WORK TO COMPLETE:
(A) In the off-season golf training piece, how many balls a day did the writer hit during the swing makeover in the early 1980s?
(B) Rewrite the passage of the off-season golf training piece starting with "Bruce Morser Illustration Bruce" and going on through "one dedicated winter.", substituting "three years" for "two years".

DOCUMENT SEGMENT:
===============
Off-Season Golf Training

Off-Season Golf Training

Bruce Morser Illustration Bruce Morser
Bruce Morser Illustration
Bruce Morser
Here’s a secret: The winter months are when club championships are won

In the early 1980s, I worked with David Leadbetter to make wholesale changes to my swing. In those days, such a makeover was mostly a matter of beating balls—fifteen hundred a day, until my hands were sore—and it took me two years. But now we know so much more about the biomechanics of the golf swing and how the body can be trained, and we have so many advanced ways of monitoring and analyzing swings. I’m convinced that using today’s methods I could have made those same changes in four months or less—in short, over one dedicated winter.

For a professional, that would mean moving to some warm place, retaining a great teacher, a physical trainer and maybe a psychologist, and really getting after it. For amateurs this is impractical. But my point is that the winter is plenty long enough to substantially improve your game. In fact, it’s the best time to work on your fundamentals, because, depending on where you live, you won’t be as distracted by play.
===============
GIVEN ENTRIES:
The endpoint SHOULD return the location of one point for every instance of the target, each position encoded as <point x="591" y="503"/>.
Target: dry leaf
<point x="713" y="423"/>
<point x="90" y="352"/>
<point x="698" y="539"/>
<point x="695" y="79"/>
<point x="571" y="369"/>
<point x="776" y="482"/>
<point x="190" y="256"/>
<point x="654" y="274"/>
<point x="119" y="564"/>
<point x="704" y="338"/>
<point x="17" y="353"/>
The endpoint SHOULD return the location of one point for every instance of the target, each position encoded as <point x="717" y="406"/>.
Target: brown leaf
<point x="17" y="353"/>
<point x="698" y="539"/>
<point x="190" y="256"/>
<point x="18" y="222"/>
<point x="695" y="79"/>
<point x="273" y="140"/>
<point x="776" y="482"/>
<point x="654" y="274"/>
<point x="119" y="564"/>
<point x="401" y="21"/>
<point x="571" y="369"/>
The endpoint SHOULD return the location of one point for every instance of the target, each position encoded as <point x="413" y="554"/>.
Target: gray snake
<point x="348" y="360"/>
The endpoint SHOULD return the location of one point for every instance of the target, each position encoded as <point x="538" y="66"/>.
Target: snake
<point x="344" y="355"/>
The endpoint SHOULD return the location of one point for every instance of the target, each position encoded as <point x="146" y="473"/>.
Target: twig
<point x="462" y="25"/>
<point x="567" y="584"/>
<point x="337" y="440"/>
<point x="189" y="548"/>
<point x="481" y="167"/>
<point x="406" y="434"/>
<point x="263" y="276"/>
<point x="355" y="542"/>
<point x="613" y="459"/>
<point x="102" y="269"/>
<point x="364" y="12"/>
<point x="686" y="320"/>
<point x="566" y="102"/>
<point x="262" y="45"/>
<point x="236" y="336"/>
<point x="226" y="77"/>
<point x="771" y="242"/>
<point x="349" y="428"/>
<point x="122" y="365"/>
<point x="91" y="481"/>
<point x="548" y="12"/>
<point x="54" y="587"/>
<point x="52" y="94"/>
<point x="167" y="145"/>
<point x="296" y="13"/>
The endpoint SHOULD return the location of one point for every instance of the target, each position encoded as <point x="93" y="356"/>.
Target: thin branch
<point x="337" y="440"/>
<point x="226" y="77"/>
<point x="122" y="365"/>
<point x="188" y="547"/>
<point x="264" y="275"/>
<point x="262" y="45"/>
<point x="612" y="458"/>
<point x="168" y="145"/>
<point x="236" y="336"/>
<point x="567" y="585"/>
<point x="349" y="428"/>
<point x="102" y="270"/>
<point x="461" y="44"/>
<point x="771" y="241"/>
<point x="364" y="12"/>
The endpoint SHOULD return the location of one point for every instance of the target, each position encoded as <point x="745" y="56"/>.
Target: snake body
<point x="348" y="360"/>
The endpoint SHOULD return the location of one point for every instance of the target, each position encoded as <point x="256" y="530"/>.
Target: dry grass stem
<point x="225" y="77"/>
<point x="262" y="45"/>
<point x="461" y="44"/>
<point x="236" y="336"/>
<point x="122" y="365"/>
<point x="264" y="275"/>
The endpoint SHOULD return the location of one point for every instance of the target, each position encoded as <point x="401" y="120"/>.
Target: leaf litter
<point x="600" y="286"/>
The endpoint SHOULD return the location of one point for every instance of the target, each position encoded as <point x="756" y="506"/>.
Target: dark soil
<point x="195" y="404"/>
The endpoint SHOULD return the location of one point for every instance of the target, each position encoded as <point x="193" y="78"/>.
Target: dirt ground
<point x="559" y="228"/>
===============
EXPECTED OUTPUTS:
(A) Fifteen hundred.

(B)
Bruce Morser Illustration Bruce Morser
Bruce Morser Illustration
Bruce Morser
Here’s a secret: The winter months are when club championships are won

In the early 1980s, I worked with David Leadbetter to make wholesale changes to my swing. In those days, such a makeover was mostly a matter of beating balls—fifteen hundred a day, until my hands were sore—and it took me three years. But now we know so much more about the biomechanics of the golf swing and how the body can be trained, and we have so many advanced ways of monitoring and analyzing swings. I’m convinced that using today’s methods I could have made those same changes in four months or less—in short, over one dedicated winter.